AI in Market Research: Five rules to live by
AI is rapidly transforming industries, improving data analysis and insights through natural language processing and predictive models.

Artificial Intelligence (AI) is a rapidly transforming market, with numerous opinions, changing legislation, and social impact across industries. From automating data analysis with natural language processing (NLP) to deploying predictive models and generative AI, research agencies are adopting AI to uncover insights faster and more efficiently than ever.
The mass explosion has raised some rightly founded concerns and sparked conversation about the ethical implications of this technology. Recently, ESOMAR updated The ICC/ESOMAR International Code on Market, Opinion and Social Research and Data Analytics (the Code) which aims to set the standard for the research and insights community. In a nutshell, the updated Code doubles down on ethics: Duty of care, data minimization, privacy, transparency, bias, synthetic data, and human oversight are front and center.
When speaking to ESOMAR council member, Lucy Davison, she shared why understanding and owning the values of the code are so important: “Trust in the data we collect and analyze, and the insights we provide is paramount to the future of market research. With the new Code, ESOMAR provides the ethical guardrails to ensure that what we do is honest and transparent. As we charge headlong into the AI-driven world, this new code is designed to guide us as human researchers to use AI with humanity.”

### WHAT YOU ARE ASKED TO DO
Resume the article on AI in market research after Lucy Davison's quote, carrying it forward in the same voice.

### DATA EXTRACT
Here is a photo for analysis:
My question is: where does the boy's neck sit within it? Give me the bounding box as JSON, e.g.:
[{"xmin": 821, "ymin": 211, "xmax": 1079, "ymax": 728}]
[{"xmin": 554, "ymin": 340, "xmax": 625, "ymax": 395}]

### OUTPUT FOR THIS EXERCISE
This article explores some key parts of the code and the wider conversation around ethical and fair use of AI for researchers and participants.
The AI explosion
What was once a manual labor-intensive process of switching between platforms to copy and paste data and manually coding answers is now aided by a host of AI tools and integrations that can cut research time in half. Global investment in AI is booming. The AI sector is growing at ~40% CAGR, with organizations adopting new ways of working and new platforms coming out every month.
However, with great power comes great responsibility. As research agencies aim to push the pedal to the metal on speed to insight, they face a challenge: Take advantage of AI’s capabilities while safeguarding ethical standards and respondent trust. The stakes are high; public confidence in research depends on it being conducted honestly, objectively, and without infringing on privacy. Missteps not only risk compliance issues but can erode the foundational trust that respondents, clients, and the public place in our industry.
But all is not lost. The research industry is perfectly poised to play fairly in this digital revolution. Ethics, honesty, informed consent, and best practices are so ingrained that most researchers are likely already aligned with the ICC/ESOMAR Code and research with great integrity.
Put people first (duty of care)
Rule #1: People before code. No matter how advanced our AI tools become, our first obligation is to the people behind the data. The Code’s first article (Article 1, p. 11) is “Duty of care” a clear mandate that research must be carried out with due care to avoid harming anyone.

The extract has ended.